■ Short problem: Update the lines of the listing from the line containing "If you could pick out the whitewater" through the end of the listing, replacing "dot" with "marker" and keeping everything else unchanged.

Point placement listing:

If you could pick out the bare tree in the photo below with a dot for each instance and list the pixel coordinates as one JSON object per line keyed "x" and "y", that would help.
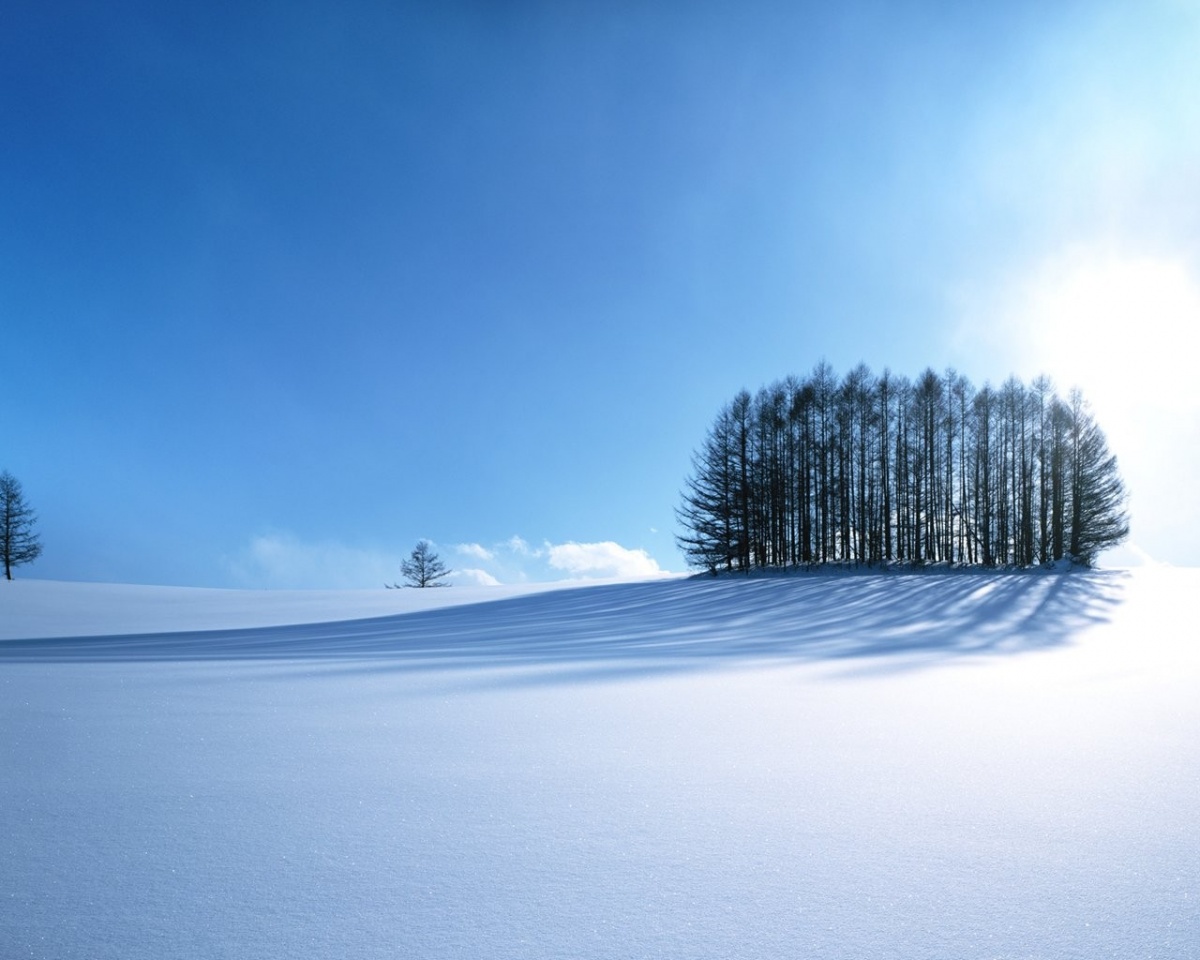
{"x": 18, "y": 543}
{"x": 873, "y": 469}
{"x": 424, "y": 568}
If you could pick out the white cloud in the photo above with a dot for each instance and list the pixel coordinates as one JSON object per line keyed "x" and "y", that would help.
{"x": 475, "y": 550}
{"x": 475, "y": 577}
{"x": 519, "y": 546}
{"x": 517, "y": 561}
{"x": 281, "y": 561}
{"x": 603, "y": 559}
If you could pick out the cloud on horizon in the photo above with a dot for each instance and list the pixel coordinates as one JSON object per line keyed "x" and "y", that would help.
{"x": 282, "y": 561}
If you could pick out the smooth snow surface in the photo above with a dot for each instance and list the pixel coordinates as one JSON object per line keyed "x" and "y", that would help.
{"x": 942, "y": 766}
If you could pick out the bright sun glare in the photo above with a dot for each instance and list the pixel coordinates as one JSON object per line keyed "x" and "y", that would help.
{"x": 1123, "y": 330}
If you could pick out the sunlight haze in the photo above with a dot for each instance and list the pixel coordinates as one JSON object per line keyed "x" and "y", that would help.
{"x": 286, "y": 289}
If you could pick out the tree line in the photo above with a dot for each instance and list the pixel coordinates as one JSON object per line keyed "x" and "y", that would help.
{"x": 880, "y": 468}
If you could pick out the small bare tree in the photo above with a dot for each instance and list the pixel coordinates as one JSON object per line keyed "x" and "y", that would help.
{"x": 18, "y": 543}
{"x": 424, "y": 568}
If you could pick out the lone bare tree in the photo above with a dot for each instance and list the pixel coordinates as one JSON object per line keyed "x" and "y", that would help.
{"x": 424, "y": 568}
{"x": 18, "y": 543}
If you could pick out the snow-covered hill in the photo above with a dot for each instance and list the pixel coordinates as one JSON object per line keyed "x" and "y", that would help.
{"x": 936, "y": 766}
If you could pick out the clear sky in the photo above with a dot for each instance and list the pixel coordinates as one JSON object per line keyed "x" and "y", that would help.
{"x": 286, "y": 287}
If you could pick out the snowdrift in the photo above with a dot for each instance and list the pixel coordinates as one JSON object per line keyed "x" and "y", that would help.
{"x": 947, "y": 766}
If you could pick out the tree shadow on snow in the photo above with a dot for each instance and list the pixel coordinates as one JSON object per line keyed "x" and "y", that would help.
{"x": 894, "y": 619}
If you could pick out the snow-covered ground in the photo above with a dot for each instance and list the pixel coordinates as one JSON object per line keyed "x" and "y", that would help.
{"x": 943, "y": 766}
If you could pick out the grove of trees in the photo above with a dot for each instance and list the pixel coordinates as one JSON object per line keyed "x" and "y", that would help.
{"x": 877, "y": 468}
{"x": 18, "y": 541}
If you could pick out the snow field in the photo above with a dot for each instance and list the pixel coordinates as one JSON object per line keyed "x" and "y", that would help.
{"x": 948, "y": 766}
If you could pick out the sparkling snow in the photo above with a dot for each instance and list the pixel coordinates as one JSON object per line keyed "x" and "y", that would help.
{"x": 943, "y": 766}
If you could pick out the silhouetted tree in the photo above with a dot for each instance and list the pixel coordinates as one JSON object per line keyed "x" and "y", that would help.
{"x": 1098, "y": 517}
{"x": 424, "y": 568}
{"x": 18, "y": 543}
{"x": 869, "y": 469}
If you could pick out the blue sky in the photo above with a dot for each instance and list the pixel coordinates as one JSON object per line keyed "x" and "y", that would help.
{"x": 285, "y": 287}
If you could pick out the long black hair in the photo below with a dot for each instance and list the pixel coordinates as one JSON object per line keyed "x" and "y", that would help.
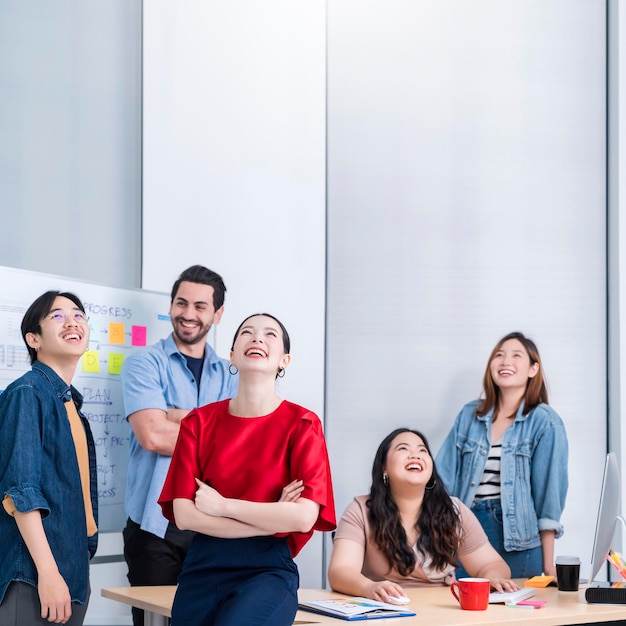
{"x": 438, "y": 523}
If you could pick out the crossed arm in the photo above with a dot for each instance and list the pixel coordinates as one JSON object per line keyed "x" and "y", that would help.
{"x": 212, "y": 514}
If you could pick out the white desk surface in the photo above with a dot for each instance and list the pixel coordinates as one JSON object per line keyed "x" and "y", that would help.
{"x": 434, "y": 607}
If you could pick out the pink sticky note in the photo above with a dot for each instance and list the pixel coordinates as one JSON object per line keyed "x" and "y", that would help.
{"x": 139, "y": 335}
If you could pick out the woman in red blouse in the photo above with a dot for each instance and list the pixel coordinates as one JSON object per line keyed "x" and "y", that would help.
{"x": 231, "y": 462}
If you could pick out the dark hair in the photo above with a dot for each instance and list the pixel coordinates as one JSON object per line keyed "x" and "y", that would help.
{"x": 203, "y": 276}
{"x": 438, "y": 524}
{"x": 536, "y": 388}
{"x": 37, "y": 311}
{"x": 286, "y": 340}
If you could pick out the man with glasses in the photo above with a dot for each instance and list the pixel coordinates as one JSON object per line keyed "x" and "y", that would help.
{"x": 160, "y": 385}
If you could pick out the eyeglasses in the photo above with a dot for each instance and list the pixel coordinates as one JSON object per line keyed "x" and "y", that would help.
{"x": 61, "y": 317}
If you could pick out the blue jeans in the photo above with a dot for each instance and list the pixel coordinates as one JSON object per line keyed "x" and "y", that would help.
{"x": 523, "y": 563}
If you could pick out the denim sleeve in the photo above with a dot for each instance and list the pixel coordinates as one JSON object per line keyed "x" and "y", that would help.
{"x": 447, "y": 459}
{"x": 549, "y": 480}
{"x": 21, "y": 455}
{"x": 142, "y": 387}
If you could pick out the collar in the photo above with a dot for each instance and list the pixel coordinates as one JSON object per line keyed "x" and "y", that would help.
{"x": 64, "y": 391}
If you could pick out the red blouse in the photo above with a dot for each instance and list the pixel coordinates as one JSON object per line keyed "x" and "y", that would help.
{"x": 252, "y": 458}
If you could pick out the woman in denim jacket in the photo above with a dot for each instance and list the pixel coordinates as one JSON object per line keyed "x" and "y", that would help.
{"x": 506, "y": 458}
{"x": 48, "y": 483}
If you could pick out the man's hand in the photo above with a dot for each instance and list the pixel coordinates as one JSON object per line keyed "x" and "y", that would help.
{"x": 54, "y": 595}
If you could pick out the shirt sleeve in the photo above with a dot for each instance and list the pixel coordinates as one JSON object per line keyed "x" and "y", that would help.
{"x": 548, "y": 481}
{"x": 21, "y": 462}
{"x": 142, "y": 387}
{"x": 309, "y": 463}
{"x": 184, "y": 467}
{"x": 473, "y": 536}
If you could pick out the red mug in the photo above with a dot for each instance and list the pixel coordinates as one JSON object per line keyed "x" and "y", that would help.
{"x": 472, "y": 594}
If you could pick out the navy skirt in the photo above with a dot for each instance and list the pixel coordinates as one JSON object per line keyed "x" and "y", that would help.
{"x": 228, "y": 582}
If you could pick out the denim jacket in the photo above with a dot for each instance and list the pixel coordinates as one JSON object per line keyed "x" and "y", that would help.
{"x": 39, "y": 470}
{"x": 533, "y": 477}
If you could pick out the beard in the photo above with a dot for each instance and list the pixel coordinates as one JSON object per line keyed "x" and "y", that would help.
{"x": 190, "y": 336}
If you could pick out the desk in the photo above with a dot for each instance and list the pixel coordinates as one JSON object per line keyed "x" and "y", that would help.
{"x": 434, "y": 607}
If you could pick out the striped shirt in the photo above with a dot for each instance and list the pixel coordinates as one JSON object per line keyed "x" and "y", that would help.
{"x": 489, "y": 487}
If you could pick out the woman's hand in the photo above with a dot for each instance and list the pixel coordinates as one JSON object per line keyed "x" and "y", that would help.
{"x": 208, "y": 500}
{"x": 292, "y": 491}
{"x": 503, "y": 584}
{"x": 381, "y": 590}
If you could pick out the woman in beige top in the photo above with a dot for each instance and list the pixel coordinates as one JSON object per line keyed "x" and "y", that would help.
{"x": 408, "y": 531}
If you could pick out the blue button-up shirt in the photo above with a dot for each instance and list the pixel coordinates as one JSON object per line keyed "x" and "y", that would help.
{"x": 533, "y": 473}
{"x": 157, "y": 377}
{"x": 39, "y": 470}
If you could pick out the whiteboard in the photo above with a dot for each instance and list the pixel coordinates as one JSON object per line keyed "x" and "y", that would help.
{"x": 120, "y": 321}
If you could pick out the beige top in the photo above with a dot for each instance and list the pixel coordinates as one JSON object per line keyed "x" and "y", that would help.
{"x": 354, "y": 525}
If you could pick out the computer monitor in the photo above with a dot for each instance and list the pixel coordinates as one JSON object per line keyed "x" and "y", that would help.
{"x": 608, "y": 514}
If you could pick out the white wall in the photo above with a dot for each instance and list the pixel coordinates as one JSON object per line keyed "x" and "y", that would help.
{"x": 70, "y": 138}
{"x": 234, "y": 170}
{"x": 466, "y": 199}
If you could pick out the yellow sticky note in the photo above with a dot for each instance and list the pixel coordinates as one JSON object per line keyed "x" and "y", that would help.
{"x": 116, "y": 333}
{"x": 115, "y": 362}
{"x": 90, "y": 362}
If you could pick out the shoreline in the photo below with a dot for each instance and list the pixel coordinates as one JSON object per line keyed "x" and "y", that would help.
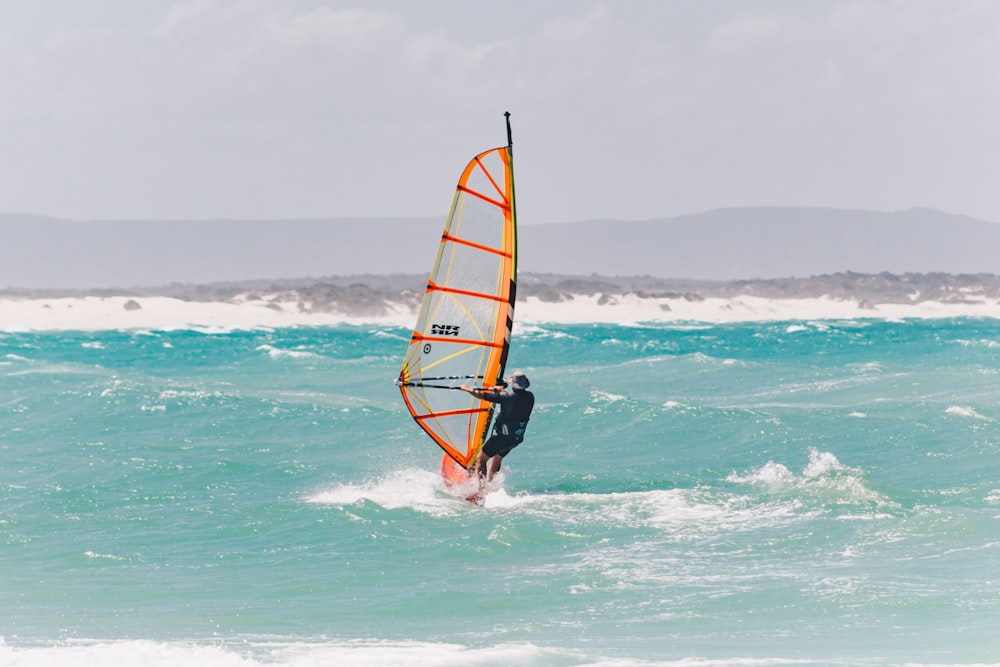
{"x": 97, "y": 313}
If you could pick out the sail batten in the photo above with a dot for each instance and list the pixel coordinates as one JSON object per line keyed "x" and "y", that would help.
{"x": 463, "y": 327}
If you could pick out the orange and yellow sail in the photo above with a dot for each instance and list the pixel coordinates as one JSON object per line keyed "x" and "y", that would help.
{"x": 463, "y": 328}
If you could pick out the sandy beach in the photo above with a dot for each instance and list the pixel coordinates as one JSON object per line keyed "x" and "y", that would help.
{"x": 18, "y": 314}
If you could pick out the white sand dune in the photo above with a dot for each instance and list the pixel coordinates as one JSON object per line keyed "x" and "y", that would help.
{"x": 164, "y": 313}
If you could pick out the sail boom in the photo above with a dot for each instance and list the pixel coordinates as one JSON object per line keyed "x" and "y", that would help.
{"x": 464, "y": 323}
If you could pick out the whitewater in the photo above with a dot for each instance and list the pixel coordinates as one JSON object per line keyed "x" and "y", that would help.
{"x": 808, "y": 491}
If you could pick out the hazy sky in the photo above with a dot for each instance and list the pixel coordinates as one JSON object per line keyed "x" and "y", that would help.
{"x": 192, "y": 109}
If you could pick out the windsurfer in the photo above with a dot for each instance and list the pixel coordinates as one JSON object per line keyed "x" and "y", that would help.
{"x": 508, "y": 430}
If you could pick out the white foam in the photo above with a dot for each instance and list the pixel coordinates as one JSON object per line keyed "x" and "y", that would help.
{"x": 417, "y": 489}
{"x": 963, "y": 411}
{"x": 357, "y": 653}
{"x": 164, "y": 313}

■ Exercise answer:
If you could pick out the whitewater in the photo above with a marker for each instance and list the pixel coordinates as one JSON object per line keyed "x" and "y", that would help.
{"x": 808, "y": 491}
If you could pick out the hazy sky in the photo above with a marker for each instance and list the pixel coordinates as one JSON object per line keyed "x" and "y", that would help.
{"x": 192, "y": 109}
If you could pick out the windsurfer in the photo above with a marker for each instance and list the pixel coordinates as one JSON object per line keyed "x" and "y", that would help.
{"x": 508, "y": 430}
If you could pick out the white foam in the photo above with a marker for each instance and list the pixel coordinates as one JSON object per line keyed "x" and "y", that would help.
{"x": 417, "y": 489}
{"x": 963, "y": 411}
{"x": 357, "y": 653}
{"x": 164, "y": 313}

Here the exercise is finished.